##### Supplied data

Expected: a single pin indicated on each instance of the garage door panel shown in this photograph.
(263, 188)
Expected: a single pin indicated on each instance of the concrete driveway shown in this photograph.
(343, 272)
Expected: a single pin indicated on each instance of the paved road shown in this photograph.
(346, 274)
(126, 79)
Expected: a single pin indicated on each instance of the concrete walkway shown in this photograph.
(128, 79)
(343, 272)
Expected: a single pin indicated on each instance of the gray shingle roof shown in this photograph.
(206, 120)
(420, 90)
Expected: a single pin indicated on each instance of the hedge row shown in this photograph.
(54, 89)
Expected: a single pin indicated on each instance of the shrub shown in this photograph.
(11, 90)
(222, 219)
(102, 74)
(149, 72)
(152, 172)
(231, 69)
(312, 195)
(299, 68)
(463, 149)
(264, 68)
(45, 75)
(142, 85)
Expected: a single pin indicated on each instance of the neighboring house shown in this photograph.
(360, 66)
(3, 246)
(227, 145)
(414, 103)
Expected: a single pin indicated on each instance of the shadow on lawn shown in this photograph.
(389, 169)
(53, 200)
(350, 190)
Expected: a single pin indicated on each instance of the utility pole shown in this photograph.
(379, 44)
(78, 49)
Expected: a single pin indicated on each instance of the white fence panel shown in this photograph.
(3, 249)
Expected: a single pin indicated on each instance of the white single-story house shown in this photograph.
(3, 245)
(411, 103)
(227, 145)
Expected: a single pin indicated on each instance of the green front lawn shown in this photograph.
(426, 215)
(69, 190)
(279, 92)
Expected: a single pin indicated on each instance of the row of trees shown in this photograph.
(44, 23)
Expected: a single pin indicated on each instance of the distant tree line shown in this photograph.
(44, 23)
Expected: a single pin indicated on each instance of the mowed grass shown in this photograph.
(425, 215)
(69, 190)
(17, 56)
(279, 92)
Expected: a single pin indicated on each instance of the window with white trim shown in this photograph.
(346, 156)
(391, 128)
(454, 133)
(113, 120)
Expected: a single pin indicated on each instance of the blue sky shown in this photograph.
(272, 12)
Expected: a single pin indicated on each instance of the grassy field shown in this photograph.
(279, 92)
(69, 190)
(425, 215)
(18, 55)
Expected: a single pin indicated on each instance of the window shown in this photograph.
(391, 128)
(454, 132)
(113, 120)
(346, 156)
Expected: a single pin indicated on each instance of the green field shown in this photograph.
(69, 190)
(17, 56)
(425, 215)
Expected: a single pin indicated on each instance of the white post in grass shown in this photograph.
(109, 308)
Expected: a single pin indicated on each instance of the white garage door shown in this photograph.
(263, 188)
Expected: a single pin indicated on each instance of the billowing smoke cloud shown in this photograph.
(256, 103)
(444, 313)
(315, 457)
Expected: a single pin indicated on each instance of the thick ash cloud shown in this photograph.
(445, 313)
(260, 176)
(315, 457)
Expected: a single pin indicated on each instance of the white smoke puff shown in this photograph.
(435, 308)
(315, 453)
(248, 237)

##########

### Given problem
Rewrite every line of the records above as a numbered list, leaving out any blank lines.

### Response to this exercise
1. Expected: a single pin indicated on each instance of the garage door panel shown in this photograph.
2. (263, 188)
3. Expected: a single pin indicated on each instance of the concrete driveway shown in this photograph.
4. (343, 272)
5. Expected: a single pin indicated on each instance of the paved road shown in this photograph.
6. (346, 274)
7. (126, 79)
8. Expected: a single pin indicated on each instance of the concrete walkway shown in this photograph.
9. (128, 79)
10. (343, 272)
11. Expected: a single pin indicated on each instance of the gray shingle roof shown in this photograph.
12. (206, 120)
13. (420, 90)
14. Expected: a single pin indicated on each instance of the hedge row shown in this photograph.
15. (54, 89)
16. Expected: a single pin indicated on each instance of the shrub shown in this photograph.
17. (11, 90)
18. (222, 219)
19. (102, 74)
20. (149, 72)
21. (152, 172)
22. (231, 69)
23. (312, 195)
24. (299, 68)
25. (463, 149)
26. (264, 68)
27. (45, 75)
28. (142, 85)
29. Expected: a single pin indicated on each instance of the neighboring house shown in this photograph.
30. (360, 66)
31. (3, 246)
32. (227, 145)
33. (414, 103)
34. Expected: a single pin indicated on each instance of the shadow on lawn shown in this photograph.
35. (389, 169)
36. (53, 200)
37. (350, 190)
38. Expected: a single pin indicated on each instance of the utility pole shown in this photograph.
39. (379, 44)
40. (78, 49)
41. Expected: a single pin indicated on each instance of the white fence panel shown in this photograph.
42. (3, 249)
43. Expected: a single pin indicated on each instance of the white single-story house shown in this photograph.
44. (3, 245)
45. (411, 103)
46. (227, 145)
47. Expected: a single pin indicated on each instance of the green front lawn shown in this photograph.
48. (426, 215)
49. (69, 190)
50. (279, 92)
51. Expected: a single pin indicated on each instance of the row of trees shown in this photograph.
52. (44, 23)
53. Expected: a single pin indicated on each instance of the distant tree line shown in this photograph.
54. (44, 23)
55. Expected: a single pin indicated on each instance of the mowed grass shown in this photograph.
56. (425, 215)
57. (69, 190)
58. (17, 56)
59. (279, 92)
60. Expected: a single pin indicated on each instance of the window with white trim shown in this photograph.
61. (346, 156)
62. (391, 128)
63. (454, 133)
64. (113, 120)
65. Expected: a single pin indicated on each instance of the blue sky shown in this photograph.
66. (272, 12)
67. Expected: a single pin indicated on each instance of the grassy field shown in this photograph.
68. (279, 92)
69. (69, 190)
70. (425, 215)
71. (18, 55)
72. Expected: a single pin indicated on each instance of the window shown in this photograph.
73. (391, 128)
74. (454, 132)
75. (113, 120)
76. (346, 156)
77. Expected: a single pin indicated on each instance of the green field shown in this photograph.
78. (69, 190)
79. (17, 56)
80. (425, 215)
81. Expected: a single pin indicated on each instance of the white post in grass shown in this photograph.
82. (109, 308)
83. Expected: a single pin indicated on each instance of the white garage door shown in this photograph.
84. (263, 188)
85. Expected: a single pin indicated on each instance of the billowing smoke cloud shown in this photograph.
86. (256, 103)
87. (444, 313)
88. (315, 457)
89. Expected: a single pin indicated on each instance of the thick ash cloud shown in this photograph.
90. (445, 313)
91. (260, 176)
92. (315, 457)
93. Expected: a single pin indicated on each instance of the white smoke puff shown in this photograph.
94. (435, 308)
95. (315, 453)
96. (248, 237)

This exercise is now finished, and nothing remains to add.